#### [Tu objetivo]
Escribe la continuación del cuaderno sobre la prueba del detector de deepfakes con mediapipe, a partir de su última línea.

#### [Texto proporcionado]
☆ ☆ ☆

# Prueba del modelo con mediapipe

En este python notebook se encuentra el código para probar el modelo que verifica si es un deepfake o no.

In [2]:
import torchvision.models as models
import torch.nn as nn

class DeepfakeDetector(nn.Module):
    def __init__(self):
        super().__init__()
        self.cnn = models.efficientnet_b0(weights=models.EfficientNet_B0_Weights.DEFAULT)
        self.cnn.classifier = nn.Identity()  # elimina la capa final
        self.embedding_dim = 1280
        self.sequence_length = 16

        self.lstm = nn.LSTM(input_size=1285, hidden_size=128, num_layers=1, batch_first=True, bidirectional=True)
        self.fc = nn.Sequential(
            nn.Linear(256, 64),
            nn.ReLU(),
            nn.Dropout(0.3),
            nn.Linear(64, 1),
            nn.Sigmoid()
        )

☆ ☆ ☆

Registros del conjunto de datos de anotación de puntos
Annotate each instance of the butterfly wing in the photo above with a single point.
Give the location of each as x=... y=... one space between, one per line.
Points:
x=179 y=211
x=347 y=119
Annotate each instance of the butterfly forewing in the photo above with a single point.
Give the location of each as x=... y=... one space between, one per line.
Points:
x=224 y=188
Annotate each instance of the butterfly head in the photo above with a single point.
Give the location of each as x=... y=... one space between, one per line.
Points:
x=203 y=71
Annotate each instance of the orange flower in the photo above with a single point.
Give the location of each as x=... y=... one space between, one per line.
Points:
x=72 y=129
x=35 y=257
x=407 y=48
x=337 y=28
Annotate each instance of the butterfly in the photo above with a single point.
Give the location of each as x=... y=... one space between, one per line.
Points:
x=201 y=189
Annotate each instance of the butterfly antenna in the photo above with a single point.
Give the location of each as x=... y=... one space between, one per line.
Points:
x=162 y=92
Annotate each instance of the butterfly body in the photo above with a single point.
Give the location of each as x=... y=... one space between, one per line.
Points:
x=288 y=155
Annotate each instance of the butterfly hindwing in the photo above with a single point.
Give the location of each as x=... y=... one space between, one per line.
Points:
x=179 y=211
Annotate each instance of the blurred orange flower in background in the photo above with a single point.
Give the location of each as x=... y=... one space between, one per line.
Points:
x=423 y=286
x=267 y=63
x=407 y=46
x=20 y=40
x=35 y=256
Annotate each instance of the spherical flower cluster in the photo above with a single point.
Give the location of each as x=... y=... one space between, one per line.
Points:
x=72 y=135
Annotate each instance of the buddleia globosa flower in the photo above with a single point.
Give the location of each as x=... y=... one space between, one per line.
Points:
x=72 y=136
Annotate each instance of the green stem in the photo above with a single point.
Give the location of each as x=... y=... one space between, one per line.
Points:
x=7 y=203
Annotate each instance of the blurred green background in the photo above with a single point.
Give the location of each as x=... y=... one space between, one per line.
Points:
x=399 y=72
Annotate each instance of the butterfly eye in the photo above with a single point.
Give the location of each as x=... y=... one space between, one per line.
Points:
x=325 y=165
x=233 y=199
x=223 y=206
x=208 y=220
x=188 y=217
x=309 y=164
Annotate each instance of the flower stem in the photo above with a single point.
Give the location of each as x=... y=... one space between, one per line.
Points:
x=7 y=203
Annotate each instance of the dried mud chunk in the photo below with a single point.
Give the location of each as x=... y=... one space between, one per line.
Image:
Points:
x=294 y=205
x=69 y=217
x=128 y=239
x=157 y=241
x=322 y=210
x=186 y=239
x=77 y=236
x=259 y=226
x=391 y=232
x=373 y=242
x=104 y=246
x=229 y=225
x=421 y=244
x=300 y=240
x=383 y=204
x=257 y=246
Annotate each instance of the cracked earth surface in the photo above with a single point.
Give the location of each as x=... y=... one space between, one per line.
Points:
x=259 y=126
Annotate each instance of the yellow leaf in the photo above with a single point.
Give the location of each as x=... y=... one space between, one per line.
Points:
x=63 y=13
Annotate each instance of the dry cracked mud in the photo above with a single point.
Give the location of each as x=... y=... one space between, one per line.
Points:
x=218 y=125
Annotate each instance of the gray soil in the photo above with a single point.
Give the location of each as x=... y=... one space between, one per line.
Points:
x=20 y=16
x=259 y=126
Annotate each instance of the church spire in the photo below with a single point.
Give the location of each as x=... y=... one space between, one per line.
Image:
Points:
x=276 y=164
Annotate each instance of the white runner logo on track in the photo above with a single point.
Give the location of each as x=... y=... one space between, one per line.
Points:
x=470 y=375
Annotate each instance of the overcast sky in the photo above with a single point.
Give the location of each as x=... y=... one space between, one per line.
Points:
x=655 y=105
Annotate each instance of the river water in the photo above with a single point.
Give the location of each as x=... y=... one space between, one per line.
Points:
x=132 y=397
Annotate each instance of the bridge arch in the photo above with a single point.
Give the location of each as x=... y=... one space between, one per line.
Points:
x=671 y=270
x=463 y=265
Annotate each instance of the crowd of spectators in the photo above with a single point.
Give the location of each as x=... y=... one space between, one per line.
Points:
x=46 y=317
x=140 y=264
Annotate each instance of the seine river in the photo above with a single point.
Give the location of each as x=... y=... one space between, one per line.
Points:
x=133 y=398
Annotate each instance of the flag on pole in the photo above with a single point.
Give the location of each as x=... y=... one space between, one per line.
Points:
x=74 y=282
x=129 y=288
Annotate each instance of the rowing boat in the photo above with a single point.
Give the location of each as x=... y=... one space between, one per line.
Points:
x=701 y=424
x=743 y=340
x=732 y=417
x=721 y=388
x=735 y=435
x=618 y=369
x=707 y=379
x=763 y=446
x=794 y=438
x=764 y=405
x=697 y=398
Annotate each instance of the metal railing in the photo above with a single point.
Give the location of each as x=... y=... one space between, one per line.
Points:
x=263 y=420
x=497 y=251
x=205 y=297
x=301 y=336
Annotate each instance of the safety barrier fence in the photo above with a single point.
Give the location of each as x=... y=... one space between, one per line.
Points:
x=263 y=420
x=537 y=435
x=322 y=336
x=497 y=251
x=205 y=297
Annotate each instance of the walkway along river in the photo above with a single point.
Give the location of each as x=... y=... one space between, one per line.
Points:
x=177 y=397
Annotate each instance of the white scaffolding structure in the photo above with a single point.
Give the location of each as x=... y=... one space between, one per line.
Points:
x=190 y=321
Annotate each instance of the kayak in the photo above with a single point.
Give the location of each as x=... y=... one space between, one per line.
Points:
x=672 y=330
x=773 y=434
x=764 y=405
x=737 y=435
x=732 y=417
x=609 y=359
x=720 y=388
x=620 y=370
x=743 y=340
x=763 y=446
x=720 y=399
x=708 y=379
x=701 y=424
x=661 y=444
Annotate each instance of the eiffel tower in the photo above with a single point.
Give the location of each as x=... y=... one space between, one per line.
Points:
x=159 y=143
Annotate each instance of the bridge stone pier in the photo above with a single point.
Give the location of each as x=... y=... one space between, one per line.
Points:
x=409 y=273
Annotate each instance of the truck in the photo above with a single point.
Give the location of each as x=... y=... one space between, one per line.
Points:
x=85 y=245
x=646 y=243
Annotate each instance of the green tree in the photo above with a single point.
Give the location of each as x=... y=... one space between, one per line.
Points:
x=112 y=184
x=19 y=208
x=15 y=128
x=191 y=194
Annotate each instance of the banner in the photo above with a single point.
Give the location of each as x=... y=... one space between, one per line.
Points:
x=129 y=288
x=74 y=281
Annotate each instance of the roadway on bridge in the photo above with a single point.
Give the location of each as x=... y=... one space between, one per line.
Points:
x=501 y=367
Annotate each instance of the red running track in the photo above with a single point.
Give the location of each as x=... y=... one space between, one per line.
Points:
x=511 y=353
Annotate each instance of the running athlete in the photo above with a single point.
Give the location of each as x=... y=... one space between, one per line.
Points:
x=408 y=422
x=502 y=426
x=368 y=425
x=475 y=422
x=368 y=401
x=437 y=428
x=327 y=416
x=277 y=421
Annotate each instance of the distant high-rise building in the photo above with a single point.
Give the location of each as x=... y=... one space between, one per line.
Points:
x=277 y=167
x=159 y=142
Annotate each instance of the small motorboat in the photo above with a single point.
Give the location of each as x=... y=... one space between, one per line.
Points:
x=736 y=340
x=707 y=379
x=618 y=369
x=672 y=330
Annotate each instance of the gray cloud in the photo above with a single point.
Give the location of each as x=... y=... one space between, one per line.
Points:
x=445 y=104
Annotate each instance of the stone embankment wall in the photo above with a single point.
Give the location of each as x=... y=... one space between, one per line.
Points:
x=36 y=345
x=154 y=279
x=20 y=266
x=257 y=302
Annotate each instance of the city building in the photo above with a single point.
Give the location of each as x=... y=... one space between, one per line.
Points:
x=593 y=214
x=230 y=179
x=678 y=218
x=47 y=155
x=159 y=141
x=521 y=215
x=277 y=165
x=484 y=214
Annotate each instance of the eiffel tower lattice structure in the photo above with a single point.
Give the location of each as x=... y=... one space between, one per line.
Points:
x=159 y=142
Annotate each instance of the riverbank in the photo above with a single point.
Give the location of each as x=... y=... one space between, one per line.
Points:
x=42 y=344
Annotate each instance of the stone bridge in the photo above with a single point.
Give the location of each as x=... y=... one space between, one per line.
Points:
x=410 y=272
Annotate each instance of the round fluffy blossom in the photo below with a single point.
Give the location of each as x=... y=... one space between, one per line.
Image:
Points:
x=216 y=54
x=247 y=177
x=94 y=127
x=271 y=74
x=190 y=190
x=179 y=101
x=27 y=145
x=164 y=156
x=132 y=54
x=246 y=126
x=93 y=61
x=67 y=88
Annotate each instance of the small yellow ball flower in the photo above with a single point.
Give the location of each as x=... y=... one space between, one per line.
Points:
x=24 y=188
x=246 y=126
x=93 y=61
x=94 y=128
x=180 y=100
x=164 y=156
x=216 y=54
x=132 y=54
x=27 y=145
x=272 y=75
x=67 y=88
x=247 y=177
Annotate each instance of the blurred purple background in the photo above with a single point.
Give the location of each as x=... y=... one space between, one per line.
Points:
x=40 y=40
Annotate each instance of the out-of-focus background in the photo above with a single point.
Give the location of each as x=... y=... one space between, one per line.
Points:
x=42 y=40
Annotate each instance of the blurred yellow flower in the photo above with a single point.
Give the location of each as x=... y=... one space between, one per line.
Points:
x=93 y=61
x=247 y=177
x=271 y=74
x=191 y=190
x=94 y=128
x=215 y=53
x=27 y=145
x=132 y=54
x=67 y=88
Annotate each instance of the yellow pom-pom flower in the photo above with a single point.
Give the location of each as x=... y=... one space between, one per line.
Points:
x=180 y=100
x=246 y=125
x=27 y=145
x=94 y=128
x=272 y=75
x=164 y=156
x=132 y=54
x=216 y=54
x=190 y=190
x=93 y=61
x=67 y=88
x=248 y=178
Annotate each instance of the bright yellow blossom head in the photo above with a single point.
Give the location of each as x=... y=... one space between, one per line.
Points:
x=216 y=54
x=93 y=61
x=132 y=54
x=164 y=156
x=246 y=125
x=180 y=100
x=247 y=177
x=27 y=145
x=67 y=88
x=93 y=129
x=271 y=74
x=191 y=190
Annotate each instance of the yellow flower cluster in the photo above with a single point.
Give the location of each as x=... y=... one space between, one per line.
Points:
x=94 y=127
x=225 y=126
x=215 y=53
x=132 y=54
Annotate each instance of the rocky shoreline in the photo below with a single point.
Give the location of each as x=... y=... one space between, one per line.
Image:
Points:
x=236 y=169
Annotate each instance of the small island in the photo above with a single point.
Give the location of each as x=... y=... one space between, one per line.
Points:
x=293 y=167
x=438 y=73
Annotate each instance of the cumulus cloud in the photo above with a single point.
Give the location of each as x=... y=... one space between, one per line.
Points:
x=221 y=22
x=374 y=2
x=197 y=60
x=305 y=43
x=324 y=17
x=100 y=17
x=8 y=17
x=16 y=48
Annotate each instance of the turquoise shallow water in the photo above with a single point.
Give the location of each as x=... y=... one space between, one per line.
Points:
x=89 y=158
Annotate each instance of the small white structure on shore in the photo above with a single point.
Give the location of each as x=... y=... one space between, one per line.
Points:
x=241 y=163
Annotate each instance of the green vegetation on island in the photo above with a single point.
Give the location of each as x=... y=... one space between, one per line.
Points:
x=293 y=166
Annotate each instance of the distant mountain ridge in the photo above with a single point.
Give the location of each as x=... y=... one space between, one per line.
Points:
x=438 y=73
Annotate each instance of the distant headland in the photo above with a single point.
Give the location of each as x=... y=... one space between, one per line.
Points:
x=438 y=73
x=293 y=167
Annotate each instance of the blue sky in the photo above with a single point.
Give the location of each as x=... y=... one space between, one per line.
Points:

☆ ☆ ☆

#### [El resultado]
    def forward(self, x_imgs, x_lmks):
        B, T, C, H, W = x_imgs.shape
        x_imgs = x_imgs.view(B * T, C, H, W)
        features = self.cnn(x_imgs)                     # (B*T, 1280)
        features = features.view(B, T, -1)              # (B, T, 1280)
        combined = torch.cat([features, x_lmks], dim=2) # (B, T, 1285)
        out, _ = self.lstm(combined)
        out = out[:, -1, :]                             # última salida
        return self.fc(out).squeeze(1)


In [3]:
import os
import cv2
import torch
import numpy as np
from torchvision import transforms
import mediapipe as mp

def predict_deepfake(video_path):
    device = torch.device("cuda" if torch.cuda.is_available() else "cpu")

    # === CONFIGURACIÓN ===
    sequence_length = 16
    candidate_frames = 25
    image_size = (256, 256)
    transform = transforms.Compose([transforms.ToTensor()])

    mp_face_mesh = mp.solutions.face_mesh.FaceMesh(static_image_mode=False, max_num_faces=1,
                                                   refine_landmarks=True, min_detection_confidence=0.5)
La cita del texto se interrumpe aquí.